(Entries shown begins)

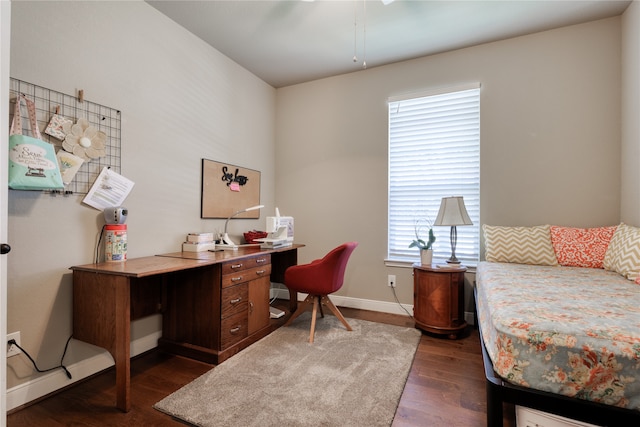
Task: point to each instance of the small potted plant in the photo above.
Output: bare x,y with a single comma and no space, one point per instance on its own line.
426,251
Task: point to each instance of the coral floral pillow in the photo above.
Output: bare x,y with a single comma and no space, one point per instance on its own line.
581,247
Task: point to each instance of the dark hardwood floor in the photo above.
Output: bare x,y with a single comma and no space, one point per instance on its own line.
445,388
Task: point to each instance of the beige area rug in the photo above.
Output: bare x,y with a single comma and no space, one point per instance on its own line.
342,379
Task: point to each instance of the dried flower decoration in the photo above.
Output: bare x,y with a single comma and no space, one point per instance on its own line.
84,140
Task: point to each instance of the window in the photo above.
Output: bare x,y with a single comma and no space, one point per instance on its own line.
434,152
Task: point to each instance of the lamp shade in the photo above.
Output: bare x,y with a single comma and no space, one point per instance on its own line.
452,212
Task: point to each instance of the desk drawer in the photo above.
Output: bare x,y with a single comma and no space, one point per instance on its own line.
234,300
233,329
245,275
232,267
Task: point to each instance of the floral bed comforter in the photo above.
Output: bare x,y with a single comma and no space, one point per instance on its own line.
566,330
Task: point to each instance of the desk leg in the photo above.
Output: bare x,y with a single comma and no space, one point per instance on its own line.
293,301
101,316
122,351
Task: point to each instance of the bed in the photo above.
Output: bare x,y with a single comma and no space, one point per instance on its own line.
560,339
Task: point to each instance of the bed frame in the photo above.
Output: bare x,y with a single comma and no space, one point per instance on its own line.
500,391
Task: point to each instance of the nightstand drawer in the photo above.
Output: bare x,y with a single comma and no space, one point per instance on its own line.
245,275
234,300
233,267
233,329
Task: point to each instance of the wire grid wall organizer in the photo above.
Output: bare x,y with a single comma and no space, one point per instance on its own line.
103,118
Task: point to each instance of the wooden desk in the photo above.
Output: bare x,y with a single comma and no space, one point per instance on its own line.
198,294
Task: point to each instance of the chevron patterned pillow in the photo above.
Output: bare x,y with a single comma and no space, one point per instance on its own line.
623,254
521,245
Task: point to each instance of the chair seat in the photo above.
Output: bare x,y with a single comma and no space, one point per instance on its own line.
318,279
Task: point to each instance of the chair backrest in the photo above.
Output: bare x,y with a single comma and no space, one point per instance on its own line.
322,276
338,259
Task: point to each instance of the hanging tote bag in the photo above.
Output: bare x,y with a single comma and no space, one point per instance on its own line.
32,162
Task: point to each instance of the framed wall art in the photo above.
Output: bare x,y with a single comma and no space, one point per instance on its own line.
227,189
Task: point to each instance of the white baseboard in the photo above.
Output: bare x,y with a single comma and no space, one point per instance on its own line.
48,383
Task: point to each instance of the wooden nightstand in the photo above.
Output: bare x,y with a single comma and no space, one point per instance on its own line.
438,299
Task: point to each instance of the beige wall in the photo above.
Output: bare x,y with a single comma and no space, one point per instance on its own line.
180,100
550,143
630,188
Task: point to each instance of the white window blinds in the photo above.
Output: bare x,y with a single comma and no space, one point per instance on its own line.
434,152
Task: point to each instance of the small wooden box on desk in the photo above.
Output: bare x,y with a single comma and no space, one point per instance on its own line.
438,298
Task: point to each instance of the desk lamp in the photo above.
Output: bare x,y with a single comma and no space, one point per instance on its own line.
453,212
226,239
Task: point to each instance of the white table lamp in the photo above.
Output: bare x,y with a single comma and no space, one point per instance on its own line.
453,212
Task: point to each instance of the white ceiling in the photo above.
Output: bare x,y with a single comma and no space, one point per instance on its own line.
285,42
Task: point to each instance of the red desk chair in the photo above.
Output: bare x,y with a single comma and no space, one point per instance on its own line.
319,279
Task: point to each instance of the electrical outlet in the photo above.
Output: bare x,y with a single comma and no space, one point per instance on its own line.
12,350
391,280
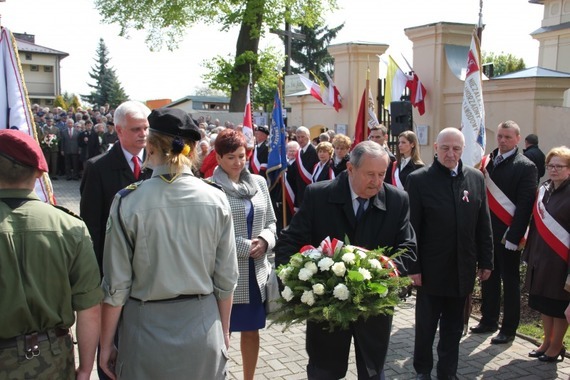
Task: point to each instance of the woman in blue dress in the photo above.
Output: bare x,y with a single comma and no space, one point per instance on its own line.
254,225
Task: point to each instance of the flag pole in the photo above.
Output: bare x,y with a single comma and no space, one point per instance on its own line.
282,174
366,92
480,23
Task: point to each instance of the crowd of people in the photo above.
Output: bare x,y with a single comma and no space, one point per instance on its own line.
166,266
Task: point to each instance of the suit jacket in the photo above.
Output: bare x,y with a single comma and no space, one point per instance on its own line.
516,176
103,177
536,155
410,167
327,211
325,174
69,144
262,152
450,216
309,159
341,166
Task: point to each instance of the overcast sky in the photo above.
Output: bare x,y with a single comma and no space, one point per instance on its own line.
74,27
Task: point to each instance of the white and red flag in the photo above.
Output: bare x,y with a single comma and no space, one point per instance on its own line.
334,99
417,93
15,111
473,108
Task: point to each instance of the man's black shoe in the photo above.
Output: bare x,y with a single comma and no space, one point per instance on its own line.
482,329
502,339
446,377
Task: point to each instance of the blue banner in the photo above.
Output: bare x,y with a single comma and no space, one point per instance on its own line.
277,160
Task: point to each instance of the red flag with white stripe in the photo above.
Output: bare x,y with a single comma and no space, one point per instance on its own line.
15,111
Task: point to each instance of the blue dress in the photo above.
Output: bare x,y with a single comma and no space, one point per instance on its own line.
249,316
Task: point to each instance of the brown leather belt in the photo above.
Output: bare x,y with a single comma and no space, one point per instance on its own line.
39,337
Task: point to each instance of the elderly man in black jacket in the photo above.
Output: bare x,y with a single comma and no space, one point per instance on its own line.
449,212
329,208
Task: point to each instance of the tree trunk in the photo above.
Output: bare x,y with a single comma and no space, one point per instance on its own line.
248,40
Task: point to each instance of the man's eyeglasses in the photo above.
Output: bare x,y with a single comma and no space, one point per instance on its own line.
556,167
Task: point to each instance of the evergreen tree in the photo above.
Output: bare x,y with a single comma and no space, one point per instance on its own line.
312,54
503,63
107,88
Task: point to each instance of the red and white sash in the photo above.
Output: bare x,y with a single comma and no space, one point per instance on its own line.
499,203
549,229
396,176
256,166
316,168
303,173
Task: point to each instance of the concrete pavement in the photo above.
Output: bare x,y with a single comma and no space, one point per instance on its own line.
282,354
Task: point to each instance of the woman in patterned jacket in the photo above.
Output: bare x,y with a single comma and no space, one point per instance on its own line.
254,224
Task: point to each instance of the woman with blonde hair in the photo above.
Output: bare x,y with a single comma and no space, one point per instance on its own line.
407,160
169,266
547,255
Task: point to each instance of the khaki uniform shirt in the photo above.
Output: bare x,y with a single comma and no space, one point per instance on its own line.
48,267
183,237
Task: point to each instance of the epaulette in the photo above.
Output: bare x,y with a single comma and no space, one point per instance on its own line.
129,189
212,183
67,211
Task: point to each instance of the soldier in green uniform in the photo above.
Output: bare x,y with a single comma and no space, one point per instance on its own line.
48,272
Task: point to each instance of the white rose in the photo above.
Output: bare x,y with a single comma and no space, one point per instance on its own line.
287,294
305,274
313,254
375,264
365,273
308,297
319,289
339,269
296,261
312,267
348,258
284,273
325,264
341,292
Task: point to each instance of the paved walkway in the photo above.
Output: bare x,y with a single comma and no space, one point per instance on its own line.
282,354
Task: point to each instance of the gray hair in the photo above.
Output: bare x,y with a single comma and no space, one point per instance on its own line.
450,131
131,108
369,148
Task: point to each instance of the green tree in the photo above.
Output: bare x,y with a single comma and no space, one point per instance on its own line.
107,88
221,75
208,91
503,63
312,54
165,22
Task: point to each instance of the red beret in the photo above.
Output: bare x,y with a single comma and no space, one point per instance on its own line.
20,147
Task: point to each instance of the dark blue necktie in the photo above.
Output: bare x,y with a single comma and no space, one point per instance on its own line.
361,208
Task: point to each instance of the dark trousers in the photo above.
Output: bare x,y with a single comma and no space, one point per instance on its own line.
72,164
328,351
430,310
507,269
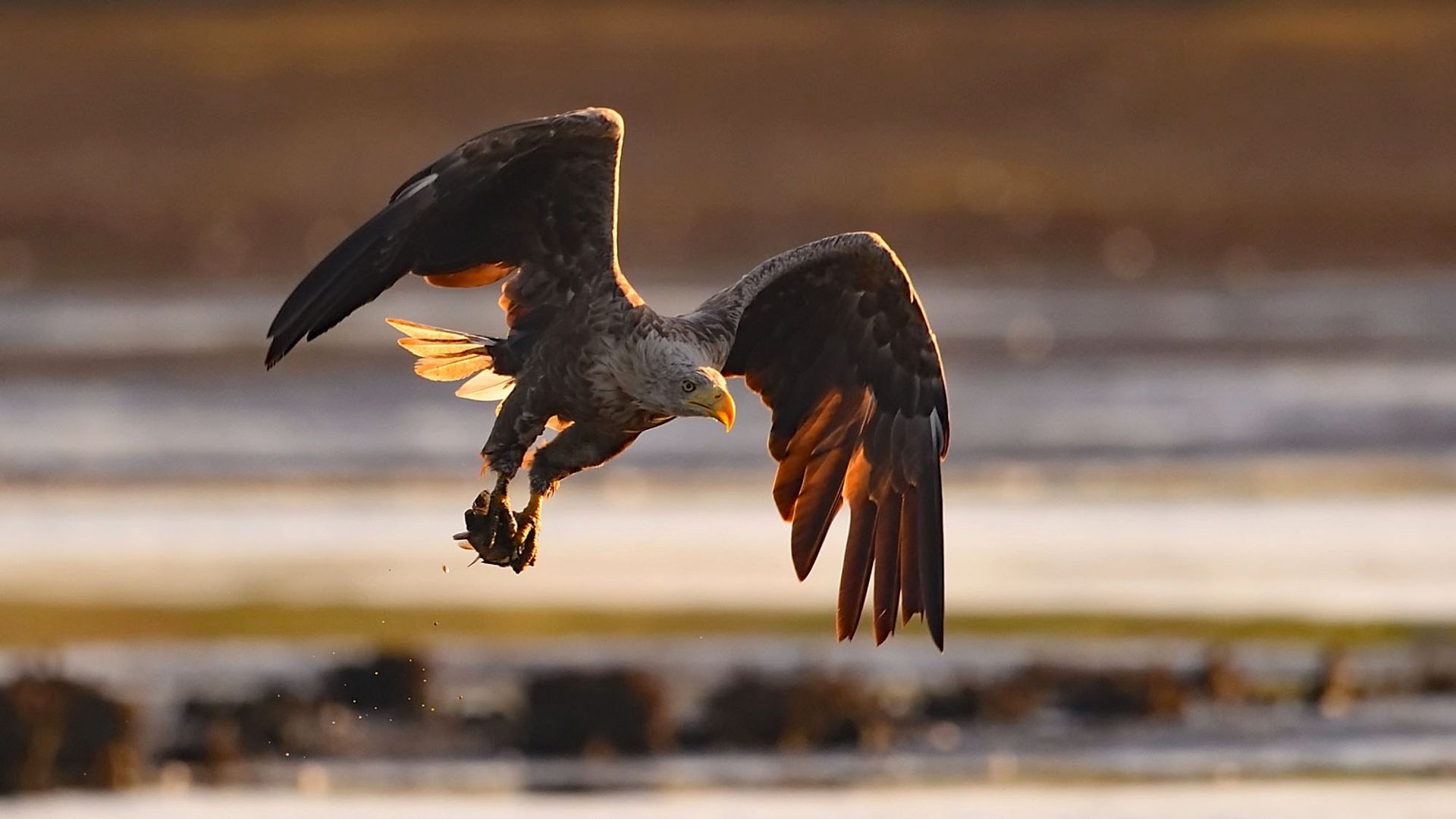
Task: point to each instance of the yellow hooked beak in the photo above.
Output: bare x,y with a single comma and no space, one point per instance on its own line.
720,406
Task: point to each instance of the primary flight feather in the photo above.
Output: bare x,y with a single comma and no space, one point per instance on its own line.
830,335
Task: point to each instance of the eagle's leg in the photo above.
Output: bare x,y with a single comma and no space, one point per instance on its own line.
490,521
577,447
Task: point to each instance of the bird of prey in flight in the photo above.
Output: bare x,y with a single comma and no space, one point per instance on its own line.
830,335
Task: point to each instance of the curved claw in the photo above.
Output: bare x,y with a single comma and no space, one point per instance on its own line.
525,544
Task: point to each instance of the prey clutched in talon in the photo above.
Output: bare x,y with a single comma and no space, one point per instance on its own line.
491,526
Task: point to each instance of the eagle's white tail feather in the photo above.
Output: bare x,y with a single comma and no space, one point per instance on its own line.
487,387
446,354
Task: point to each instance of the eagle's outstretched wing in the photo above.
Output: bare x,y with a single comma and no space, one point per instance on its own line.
536,197
833,338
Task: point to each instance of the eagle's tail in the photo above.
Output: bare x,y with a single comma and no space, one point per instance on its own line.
447,354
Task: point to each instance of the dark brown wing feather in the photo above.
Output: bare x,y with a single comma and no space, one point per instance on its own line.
833,337
536,200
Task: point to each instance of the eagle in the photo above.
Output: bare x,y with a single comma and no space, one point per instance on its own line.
830,335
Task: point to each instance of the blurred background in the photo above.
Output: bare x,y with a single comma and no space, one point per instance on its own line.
1190,265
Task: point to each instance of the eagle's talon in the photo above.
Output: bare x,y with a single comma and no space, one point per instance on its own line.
526,529
491,528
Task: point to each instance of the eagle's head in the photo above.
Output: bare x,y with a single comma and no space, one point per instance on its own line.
704,392
673,378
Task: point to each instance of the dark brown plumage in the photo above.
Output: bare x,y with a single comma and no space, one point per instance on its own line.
832,335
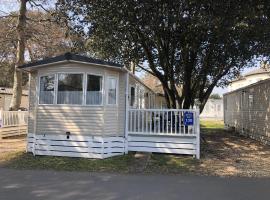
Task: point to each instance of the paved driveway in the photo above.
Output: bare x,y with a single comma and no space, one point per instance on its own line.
26,185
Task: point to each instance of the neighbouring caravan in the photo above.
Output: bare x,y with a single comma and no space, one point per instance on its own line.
247,110
85,107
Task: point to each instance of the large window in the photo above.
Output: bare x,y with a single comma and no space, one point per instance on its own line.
70,89
46,89
112,93
94,90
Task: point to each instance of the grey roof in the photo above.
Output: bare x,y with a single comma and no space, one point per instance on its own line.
257,71
253,72
69,57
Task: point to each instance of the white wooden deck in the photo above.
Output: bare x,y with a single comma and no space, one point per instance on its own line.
171,131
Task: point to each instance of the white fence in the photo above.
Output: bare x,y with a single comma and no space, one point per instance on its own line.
75,146
13,123
164,131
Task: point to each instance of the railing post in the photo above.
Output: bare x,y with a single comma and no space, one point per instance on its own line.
198,137
127,114
1,118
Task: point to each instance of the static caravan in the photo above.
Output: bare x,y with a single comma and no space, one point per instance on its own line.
84,107
247,110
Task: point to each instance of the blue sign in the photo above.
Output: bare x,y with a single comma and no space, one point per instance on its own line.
188,118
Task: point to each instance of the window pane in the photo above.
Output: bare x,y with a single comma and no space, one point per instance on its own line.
111,91
94,90
70,89
46,92
132,96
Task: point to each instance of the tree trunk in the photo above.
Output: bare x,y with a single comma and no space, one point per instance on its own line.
17,84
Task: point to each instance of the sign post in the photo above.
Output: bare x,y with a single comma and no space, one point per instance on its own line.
188,118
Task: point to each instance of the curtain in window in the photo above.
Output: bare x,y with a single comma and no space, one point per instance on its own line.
112,90
94,90
70,89
46,89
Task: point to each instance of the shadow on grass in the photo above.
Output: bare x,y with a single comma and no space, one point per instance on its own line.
22,160
158,163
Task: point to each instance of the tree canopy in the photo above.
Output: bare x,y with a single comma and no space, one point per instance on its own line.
193,44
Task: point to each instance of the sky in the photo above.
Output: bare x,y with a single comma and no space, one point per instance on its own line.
7,6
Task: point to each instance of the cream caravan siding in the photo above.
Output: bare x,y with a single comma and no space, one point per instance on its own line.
32,102
83,120
248,110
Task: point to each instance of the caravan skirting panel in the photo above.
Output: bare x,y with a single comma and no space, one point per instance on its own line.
76,146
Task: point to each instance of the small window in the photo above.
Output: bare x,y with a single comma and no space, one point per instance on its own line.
132,96
112,93
250,100
94,90
46,90
70,89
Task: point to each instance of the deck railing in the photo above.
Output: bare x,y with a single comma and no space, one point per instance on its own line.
163,121
13,118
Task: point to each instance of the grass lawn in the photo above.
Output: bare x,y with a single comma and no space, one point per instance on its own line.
222,153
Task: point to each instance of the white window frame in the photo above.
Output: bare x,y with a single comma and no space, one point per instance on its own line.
83,87
102,89
107,90
134,103
38,88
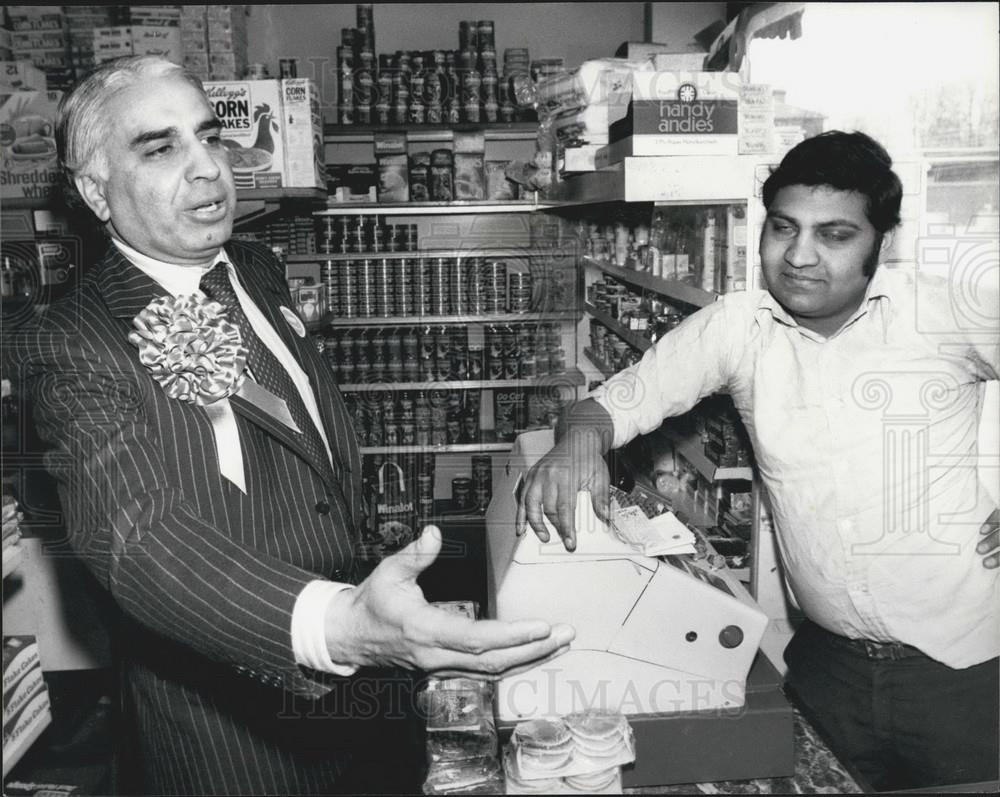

(Entries shown ends)

Instructions to follow
Report all lines in the records that include the string "wing".

Solution to this exercise
Task: point to each instance of the eagle's outstretched wing in the photo above.
Task: point to each instance of the dark brown wing feather in the photo above.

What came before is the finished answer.